> INPUT DATA
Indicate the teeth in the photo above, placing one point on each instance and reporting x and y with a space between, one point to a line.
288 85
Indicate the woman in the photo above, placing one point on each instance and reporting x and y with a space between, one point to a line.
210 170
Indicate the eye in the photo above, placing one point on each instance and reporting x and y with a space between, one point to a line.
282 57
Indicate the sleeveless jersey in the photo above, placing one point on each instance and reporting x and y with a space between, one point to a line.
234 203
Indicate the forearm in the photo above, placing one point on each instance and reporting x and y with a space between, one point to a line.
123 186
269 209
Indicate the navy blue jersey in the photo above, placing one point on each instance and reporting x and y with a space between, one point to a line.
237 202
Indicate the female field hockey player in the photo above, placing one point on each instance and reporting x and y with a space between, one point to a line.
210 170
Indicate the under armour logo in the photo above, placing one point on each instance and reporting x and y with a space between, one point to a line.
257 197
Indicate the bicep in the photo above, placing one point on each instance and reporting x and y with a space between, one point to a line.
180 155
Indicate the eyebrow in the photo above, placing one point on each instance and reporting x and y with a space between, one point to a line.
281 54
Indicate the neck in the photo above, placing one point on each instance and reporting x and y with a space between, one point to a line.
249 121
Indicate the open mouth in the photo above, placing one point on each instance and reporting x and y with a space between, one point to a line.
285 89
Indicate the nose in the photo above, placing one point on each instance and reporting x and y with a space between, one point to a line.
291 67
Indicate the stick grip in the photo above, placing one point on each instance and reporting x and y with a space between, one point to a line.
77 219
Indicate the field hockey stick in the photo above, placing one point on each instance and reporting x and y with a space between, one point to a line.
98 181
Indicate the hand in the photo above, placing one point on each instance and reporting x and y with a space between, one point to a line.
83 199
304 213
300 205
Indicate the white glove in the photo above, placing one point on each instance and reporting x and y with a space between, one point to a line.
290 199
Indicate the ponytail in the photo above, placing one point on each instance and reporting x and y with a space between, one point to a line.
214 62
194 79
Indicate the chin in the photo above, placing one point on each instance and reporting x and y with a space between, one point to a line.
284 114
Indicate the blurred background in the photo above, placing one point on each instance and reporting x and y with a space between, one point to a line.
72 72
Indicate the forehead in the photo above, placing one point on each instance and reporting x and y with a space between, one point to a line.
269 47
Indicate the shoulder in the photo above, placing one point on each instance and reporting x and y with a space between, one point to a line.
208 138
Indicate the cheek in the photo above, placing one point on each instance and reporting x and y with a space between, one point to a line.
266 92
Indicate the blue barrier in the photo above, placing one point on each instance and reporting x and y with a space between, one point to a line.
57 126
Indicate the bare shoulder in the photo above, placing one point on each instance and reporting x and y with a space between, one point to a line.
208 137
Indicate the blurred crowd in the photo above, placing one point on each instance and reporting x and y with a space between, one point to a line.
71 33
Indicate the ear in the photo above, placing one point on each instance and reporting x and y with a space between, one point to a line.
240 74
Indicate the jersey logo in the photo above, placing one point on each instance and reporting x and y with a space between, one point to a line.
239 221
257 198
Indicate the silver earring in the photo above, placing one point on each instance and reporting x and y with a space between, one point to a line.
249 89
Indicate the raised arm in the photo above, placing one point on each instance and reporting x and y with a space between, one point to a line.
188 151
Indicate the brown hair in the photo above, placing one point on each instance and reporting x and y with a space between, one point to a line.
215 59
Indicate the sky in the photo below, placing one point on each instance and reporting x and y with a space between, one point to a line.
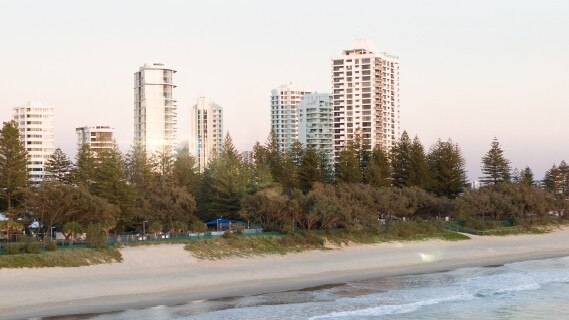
469 70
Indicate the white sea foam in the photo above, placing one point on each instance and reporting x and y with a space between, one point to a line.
391 309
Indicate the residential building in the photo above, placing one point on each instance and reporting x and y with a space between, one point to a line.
97 137
365 86
35 122
284 114
155 110
206 131
315 122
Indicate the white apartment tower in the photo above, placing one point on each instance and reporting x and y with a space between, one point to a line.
206 131
97 137
315 122
155 113
35 122
365 86
284 114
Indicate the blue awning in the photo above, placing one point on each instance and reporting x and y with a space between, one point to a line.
221 220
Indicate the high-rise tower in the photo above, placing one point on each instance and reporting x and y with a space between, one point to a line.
365 86
284 114
35 122
206 131
155 112
315 122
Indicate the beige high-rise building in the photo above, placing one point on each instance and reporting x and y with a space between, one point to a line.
97 137
35 122
206 131
315 122
155 110
365 88
284 114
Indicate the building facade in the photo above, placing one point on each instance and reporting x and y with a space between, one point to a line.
35 122
97 137
315 122
155 110
365 86
284 114
206 131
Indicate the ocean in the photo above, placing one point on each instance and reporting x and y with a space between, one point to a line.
536 289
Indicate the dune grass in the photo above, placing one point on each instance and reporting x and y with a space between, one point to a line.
231 246
241 246
61 258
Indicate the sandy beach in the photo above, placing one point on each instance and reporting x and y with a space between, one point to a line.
166 274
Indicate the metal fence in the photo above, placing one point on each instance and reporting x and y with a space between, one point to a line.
131 238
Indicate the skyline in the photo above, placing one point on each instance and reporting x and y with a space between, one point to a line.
469 71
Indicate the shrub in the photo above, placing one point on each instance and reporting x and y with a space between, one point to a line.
13 248
96 236
198 226
50 245
228 235
32 247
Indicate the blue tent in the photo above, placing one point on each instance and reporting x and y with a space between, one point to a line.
222 220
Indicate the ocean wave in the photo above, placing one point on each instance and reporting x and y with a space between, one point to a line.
391 309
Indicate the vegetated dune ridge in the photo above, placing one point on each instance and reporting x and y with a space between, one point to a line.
167 274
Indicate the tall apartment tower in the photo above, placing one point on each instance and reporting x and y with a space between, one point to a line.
284 114
35 122
315 122
97 137
155 111
365 86
206 131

> EXERCISE OBJECTIVE
Output the lines from the one containing "Indicate the shrub" through the final line as a Markdown table with the columns Row and Line, numbering each row and leaving out blank lines.

> OUTPUT
| Row | Line |
|---|---|
| 1 | Indicate the shrub in the photo above, placing one point on each instance and reporting x and y with a space between, one point to a line. |
| 2 | 13 248 |
| 3 | 96 236 |
| 4 | 198 226 |
| 5 | 50 245 |
| 6 | 228 235 |
| 7 | 32 247 |
| 8 | Indicate the blue tent in the photo above, placing one point on each instance and reporting x and y with a space between, one point to a line. |
| 9 | 222 220 |
| 10 | Indicate the ocean wave in the photo above, placing one point on each instance and reporting x and y with a space between, one point to a line. |
| 11 | 391 309 |
| 12 | Indicate the vegetated dune ridge in the photo above, placing one point on each instance and reporting x and y with a space between, one point to a line. |
| 13 | 167 274 |
| 14 | Indicate the tall apartment tower in the photo above, placing one point on each instance and reporting x and y with a space between, one point to a line. |
| 15 | 284 114 |
| 16 | 35 122 |
| 17 | 315 122 |
| 18 | 97 137 |
| 19 | 155 111 |
| 20 | 365 86 |
| 21 | 206 131 |